"""
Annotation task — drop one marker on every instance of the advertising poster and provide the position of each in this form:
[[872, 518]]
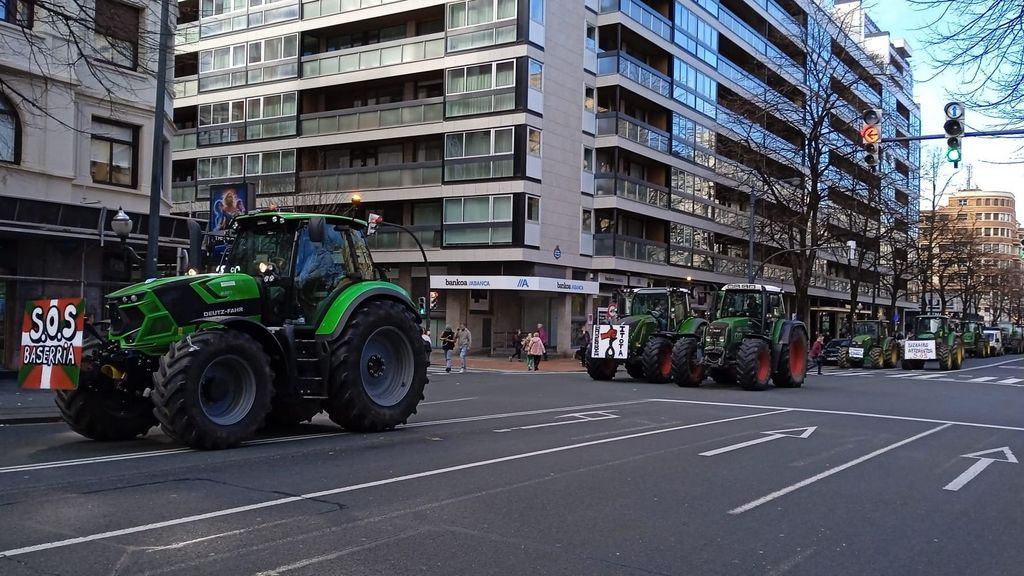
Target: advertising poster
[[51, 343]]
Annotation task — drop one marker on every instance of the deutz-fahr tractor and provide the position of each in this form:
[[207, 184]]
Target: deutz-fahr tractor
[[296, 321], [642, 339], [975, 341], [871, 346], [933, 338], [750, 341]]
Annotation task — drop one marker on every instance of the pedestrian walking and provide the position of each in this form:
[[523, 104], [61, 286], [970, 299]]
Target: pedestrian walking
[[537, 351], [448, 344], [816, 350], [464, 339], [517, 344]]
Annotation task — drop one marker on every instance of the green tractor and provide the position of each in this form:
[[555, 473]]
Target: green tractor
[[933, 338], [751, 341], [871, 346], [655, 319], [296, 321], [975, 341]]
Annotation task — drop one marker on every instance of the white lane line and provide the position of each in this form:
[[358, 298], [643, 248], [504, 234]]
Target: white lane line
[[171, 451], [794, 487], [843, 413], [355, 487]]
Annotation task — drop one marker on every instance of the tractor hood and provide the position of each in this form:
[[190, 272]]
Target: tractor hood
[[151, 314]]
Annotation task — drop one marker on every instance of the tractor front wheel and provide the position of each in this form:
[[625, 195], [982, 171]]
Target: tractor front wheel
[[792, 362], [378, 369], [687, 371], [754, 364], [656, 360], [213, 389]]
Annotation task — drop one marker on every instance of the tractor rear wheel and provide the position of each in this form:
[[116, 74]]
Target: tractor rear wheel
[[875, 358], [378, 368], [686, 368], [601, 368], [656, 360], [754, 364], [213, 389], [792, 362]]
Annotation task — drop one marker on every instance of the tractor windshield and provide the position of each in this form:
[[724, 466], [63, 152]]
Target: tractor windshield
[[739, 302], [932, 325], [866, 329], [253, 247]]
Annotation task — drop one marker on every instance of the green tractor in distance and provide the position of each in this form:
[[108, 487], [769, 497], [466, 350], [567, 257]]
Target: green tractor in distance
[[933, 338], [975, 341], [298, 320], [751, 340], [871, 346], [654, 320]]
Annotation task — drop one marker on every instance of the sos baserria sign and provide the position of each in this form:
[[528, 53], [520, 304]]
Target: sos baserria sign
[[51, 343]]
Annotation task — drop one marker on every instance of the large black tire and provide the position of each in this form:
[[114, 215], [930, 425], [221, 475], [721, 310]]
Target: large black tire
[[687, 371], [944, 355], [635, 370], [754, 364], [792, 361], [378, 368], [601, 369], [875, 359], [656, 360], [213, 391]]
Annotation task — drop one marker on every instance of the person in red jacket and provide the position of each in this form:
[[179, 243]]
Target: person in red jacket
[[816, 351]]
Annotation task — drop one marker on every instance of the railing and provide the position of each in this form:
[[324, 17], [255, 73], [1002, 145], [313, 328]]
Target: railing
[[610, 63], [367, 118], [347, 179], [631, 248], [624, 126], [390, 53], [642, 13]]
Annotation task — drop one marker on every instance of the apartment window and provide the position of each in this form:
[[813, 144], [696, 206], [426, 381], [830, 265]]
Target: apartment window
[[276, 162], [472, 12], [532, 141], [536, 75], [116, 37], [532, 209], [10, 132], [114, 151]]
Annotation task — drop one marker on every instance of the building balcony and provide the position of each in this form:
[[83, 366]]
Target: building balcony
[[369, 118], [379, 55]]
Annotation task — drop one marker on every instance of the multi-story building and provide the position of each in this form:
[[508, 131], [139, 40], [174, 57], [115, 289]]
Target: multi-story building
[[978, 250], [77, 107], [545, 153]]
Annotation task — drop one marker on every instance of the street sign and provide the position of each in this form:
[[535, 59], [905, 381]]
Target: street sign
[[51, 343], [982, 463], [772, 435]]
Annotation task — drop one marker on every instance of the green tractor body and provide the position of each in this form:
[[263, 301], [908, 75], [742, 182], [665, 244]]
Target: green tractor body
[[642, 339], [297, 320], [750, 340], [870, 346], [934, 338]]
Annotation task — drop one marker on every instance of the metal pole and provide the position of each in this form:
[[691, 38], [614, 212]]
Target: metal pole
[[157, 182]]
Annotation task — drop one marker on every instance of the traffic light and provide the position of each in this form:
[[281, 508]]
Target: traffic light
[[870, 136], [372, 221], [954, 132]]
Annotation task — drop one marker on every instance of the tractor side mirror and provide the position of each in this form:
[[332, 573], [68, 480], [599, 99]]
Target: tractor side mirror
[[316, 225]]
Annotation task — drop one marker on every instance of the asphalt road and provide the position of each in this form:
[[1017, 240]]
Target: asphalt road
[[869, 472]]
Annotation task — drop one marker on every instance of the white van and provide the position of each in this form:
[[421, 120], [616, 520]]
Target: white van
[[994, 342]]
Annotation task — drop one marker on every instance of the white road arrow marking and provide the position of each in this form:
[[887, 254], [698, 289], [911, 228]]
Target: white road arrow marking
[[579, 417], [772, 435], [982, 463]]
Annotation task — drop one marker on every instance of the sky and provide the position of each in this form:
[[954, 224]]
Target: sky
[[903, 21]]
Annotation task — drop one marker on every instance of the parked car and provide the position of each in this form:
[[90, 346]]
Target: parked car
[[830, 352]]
"""
# AUFGABENSTELLUNG
Wiederhole sämtliche Zeilen oben Wort für Wort und lass dabei die Bilder weg.

# SCHRIFTLICHE ANTWORT
Annotation task — drop one marker on every instance of the advertising poster and provide the position of each in this form:
[[872, 518]]
Target: advertising poster
[[51, 343]]
Annotation task — drop one marker on every instance of the deutz-fahr tractor and provide the position of each in this form:
[[207, 184]]
Target: deutz-fahr tractor
[[296, 321], [642, 339], [975, 341], [871, 346], [933, 338], [750, 341]]
Annotation task — drop one marker on every instance of the pedestrian walking and provide the position of each in this form:
[[523, 104], [61, 286], [970, 299]]
Target: pedestrian walking
[[537, 351], [448, 344], [816, 350], [464, 339], [517, 344]]
Annotation task — drop one marker on every instance of the green tractor and provide the position of each in this form:
[[555, 473]]
Target: green tractor
[[933, 338], [751, 341], [871, 346], [655, 319], [296, 321], [975, 341]]
Annotation task — drop one marker on every instance of the white lane line and provide the position of each in this form:
[[358, 298], [643, 248], [504, 234]]
Target: white lane line
[[171, 451], [794, 487], [843, 413], [355, 487]]
Annotation task — drop one marker on every instance of the tractor hood and provide the position of each in this form:
[[190, 272]]
Target: tractor hood
[[151, 314]]
Annotation task — drop one marker on every instance of the tractor front wheel and provide the position of each in this form:
[[625, 195], [982, 171]]
Target: tractor front wheel
[[792, 362], [378, 369], [687, 371], [754, 364], [656, 360], [213, 389]]
Annotation task — drop one marker on every instance of the tractor rear wheel and provide the position of each in this form:
[[116, 74]]
Target: tractor rear wheel
[[875, 358], [378, 368], [686, 368], [601, 368], [656, 360], [754, 364], [213, 389], [792, 362]]
Annotation task — drop one marker on every instance of the tractor windshield and provide the position of each in this form:
[[724, 466], [63, 152]]
Target: tractor windshield
[[739, 302], [932, 325], [866, 329], [253, 247]]
Annotation task — drop one marker on every instance of the green tractor in distance and provide the position of each in this form:
[[108, 487], [769, 497], [466, 350], [567, 257]]
Target: green tractor in distance
[[933, 338], [975, 341], [298, 320], [751, 340], [871, 346], [654, 320]]
Annotation task — drop one marker on every instance of the sos baserria sign and provide the position of each in this form:
[[528, 53], [520, 304]]
Target: sos baserria sign
[[51, 343]]
Annotation task — drop one marker on every instance of the large black tire and provide the position of each in this form:
[[114, 215], [930, 425], [221, 475], [721, 310]]
Target: large black tire
[[687, 371], [944, 355], [635, 370], [754, 364], [792, 361], [378, 368], [601, 369], [875, 359], [656, 360], [213, 391]]
Annotation task — drop one marker on every instance of the person in red jacket and provide the position of each in this form:
[[179, 243]]
Target: person in red jacket
[[816, 351]]
Annotation task — drop one marker on every instance of the railing and provide the position of each in this form:
[[324, 17], [255, 73], [1002, 145], [313, 328]]
Target: railing
[[610, 63], [367, 118], [347, 179], [631, 248], [624, 126], [390, 53], [642, 13]]
Annotation task — drop one marker on every instance of the apartment window and provide the position of each in this form:
[[813, 144], [696, 206], [426, 381], [830, 265]]
Target: apartment window
[[276, 162], [472, 12], [532, 141], [536, 75], [116, 37], [532, 209], [10, 132], [114, 151]]
Annotation task — drop one marker on every instance of the building balcony and provide the position of each in this form:
[[83, 366]]
Target: building balcony
[[369, 118], [379, 55]]
Annotation task — drop one marker on every instance of the multi-story building and provide the position of each in this form:
[[508, 131], [139, 40], [174, 57], [115, 289]]
Target: multi-story building
[[978, 250], [77, 107], [545, 153]]
Annotation task — drop one marker on every instance of the street sign and provide the position of each in this form:
[[535, 59], [905, 381]]
Target: street sign
[[51, 343], [982, 463], [772, 435]]
Annotation task — drop one marker on every instance of the green tractor body and provide the position of each in this form:
[[263, 301], [908, 75], [742, 182], [665, 244]]
Target: green tractor body
[[642, 339], [297, 320], [750, 340], [870, 346], [934, 338]]
Annotation task — drop one marker on every instance of the metal pole and provide the position of each in this form:
[[691, 38], [614, 212]]
Target: metal pole
[[157, 182]]
Annotation task — drop one marker on every instance of the traffic light and provide the position of each in this form:
[[281, 508]]
Target: traffic light
[[870, 136], [372, 221], [954, 132]]
Annotation task — drop one marker on every instance of the tractor side mirror and provide the position of each in this form:
[[332, 573], [68, 480], [599, 99]]
Target: tractor side mirror
[[316, 225]]
Annotation task — drop one marker on every instance of the asphalt road and provide the position of each in this form:
[[1017, 240]]
Target: asphalt road
[[869, 472]]
Annotation task — drop one marker on every instance of the white van and provide the position of each in this form:
[[421, 120], [616, 520]]
Target: white van
[[994, 342]]
Annotation task — drop one marker on every instance of the white road arrow marking and provide the position of each in this form:
[[887, 254], [698, 289], [911, 228]]
Target: white road arrow marking
[[579, 417], [772, 435], [982, 463]]
Annotation task — drop one marker on every instance of the sky and provide the position of each in this form:
[[954, 224]]
Target: sky
[[903, 21]]
Annotation task — drop one marker on every instance of the parked car and provide the position of each in this form:
[[90, 346]]
Target: parked car
[[830, 352]]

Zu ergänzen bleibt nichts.